━━━ EXERCISE MATERIALS ━━━
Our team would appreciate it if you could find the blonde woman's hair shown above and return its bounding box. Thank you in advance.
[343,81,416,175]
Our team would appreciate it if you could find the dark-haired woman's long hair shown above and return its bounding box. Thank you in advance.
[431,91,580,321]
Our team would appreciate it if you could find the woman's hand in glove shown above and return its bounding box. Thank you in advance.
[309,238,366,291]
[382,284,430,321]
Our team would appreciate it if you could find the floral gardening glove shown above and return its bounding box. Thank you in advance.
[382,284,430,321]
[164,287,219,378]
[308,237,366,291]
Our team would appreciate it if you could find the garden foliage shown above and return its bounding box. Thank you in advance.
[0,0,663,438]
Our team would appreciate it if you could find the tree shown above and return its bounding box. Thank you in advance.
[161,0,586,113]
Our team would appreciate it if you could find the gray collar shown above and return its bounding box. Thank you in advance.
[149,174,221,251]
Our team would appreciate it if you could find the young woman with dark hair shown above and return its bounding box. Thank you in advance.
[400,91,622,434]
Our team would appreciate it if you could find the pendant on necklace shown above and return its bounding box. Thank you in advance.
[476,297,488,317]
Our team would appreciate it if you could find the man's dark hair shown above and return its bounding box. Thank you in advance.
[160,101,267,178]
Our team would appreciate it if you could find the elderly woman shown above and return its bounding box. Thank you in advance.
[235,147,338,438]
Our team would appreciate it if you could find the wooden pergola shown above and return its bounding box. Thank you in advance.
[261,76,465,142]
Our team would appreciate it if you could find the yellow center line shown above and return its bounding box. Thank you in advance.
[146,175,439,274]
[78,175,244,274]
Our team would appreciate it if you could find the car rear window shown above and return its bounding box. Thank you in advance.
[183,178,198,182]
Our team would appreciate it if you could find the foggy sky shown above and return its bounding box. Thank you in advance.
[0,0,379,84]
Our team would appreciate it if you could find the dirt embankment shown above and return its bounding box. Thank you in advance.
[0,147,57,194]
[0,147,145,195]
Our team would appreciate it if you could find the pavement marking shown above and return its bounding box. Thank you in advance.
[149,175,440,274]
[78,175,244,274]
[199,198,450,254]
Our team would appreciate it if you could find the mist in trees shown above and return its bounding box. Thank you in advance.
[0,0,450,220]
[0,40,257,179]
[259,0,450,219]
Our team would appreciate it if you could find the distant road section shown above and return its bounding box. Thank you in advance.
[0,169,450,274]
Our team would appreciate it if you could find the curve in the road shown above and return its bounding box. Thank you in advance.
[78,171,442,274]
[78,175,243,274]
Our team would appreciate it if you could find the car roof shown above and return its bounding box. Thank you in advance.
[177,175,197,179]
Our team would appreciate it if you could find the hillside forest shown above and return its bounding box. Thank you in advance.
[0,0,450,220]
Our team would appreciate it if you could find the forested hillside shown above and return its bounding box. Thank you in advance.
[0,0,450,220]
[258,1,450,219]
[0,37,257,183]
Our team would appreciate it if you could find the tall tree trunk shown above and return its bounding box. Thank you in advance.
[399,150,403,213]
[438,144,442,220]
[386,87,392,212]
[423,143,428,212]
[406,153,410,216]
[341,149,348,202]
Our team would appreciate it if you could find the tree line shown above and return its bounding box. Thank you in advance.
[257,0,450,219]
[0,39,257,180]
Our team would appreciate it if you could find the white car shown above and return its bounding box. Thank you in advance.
━━━
_PROBLEM STATEMENT:_
Please update the entries from the beginning through the line containing "[431,91,580,321]" by swapping "dark-haired" for "brunette", and return only those lines with nothing else altered.

_TASK RESPONSE:_
Our team would appreciate it if you could find the blonde woman's hair shown above and return its bounding box. Thank you in advance.
[343,81,416,175]
Our team would appreciate it if you could find the brunette woman's long hair shown above and return its bounding box. Thank you in advance.
[431,91,580,321]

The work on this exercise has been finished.